[Start of Given data]

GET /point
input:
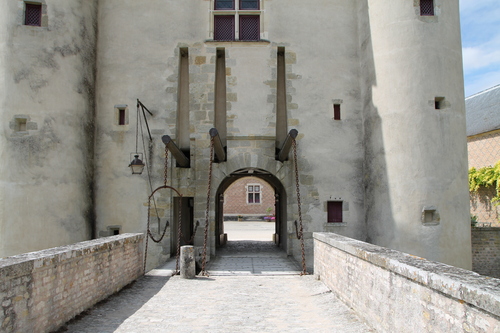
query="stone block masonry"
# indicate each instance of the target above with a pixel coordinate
(398, 292)
(486, 251)
(40, 291)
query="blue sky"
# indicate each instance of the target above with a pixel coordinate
(480, 20)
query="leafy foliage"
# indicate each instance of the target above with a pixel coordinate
(486, 176)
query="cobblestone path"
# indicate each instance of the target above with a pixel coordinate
(234, 298)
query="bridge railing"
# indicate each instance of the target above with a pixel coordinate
(40, 291)
(397, 292)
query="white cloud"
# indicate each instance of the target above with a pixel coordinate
(479, 83)
(480, 57)
(480, 21)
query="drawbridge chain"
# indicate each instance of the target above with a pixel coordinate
(300, 232)
(179, 219)
(203, 271)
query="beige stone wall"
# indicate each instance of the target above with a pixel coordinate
(486, 251)
(47, 166)
(397, 292)
(380, 158)
(416, 155)
(42, 290)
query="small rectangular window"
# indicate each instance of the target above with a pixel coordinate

[End of Given data]

Render every line of the material above as a JSON list of strings, one string per line, skipping blank lines and omitting the pictures.

Expected answer ->
[
  "GET /point",
  "input:",
  "query=\"stone block masonry\"",
  "# indicate each instance of the target above with a pixel coordinate",
  "(398, 292)",
  "(486, 251)",
  "(40, 291)",
  "query=\"blue sky\"",
  "# indicate each instance of the target above with a pixel coordinate",
  "(480, 20)",
  "query=\"leafy foliage\"",
  "# indicate each instance of the target above with a pixel coordinate",
  "(486, 176)",
  "query=\"cobblestone path\"",
  "# indicate each instance of the target above with a pixel coordinate",
  "(234, 298)",
  "query=\"bridge railing\"",
  "# indicate each instance of the target above with a pixel coordinate",
  "(40, 291)",
  "(397, 292)",
  "query=\"white cloud\"",
  "# indicate each instance of the target above with a pixel coordinate",
  "(479, 83)",
  "(480, 57)",
  "(480, 21)",
  "query=\"drawbridge chain\"",
  "# indicate each instance of the target above with a pixel coordinate",
  "(300, 232)",
  "(179, 219)",
  "(203, 271)",
  "query=\"beige stone wall\"",
  "# indicate each instance of the target above with a pixel coordinate",
  "(486, 251)",
  "(47, 166)",
  "(397, 292)",
  "(380, 158)",
  "(416, 155)",
  "(42, 290)",
  "query=\"small rectangular window\"",
  "# indicate each instance of the target above with a pixel coordinate"
]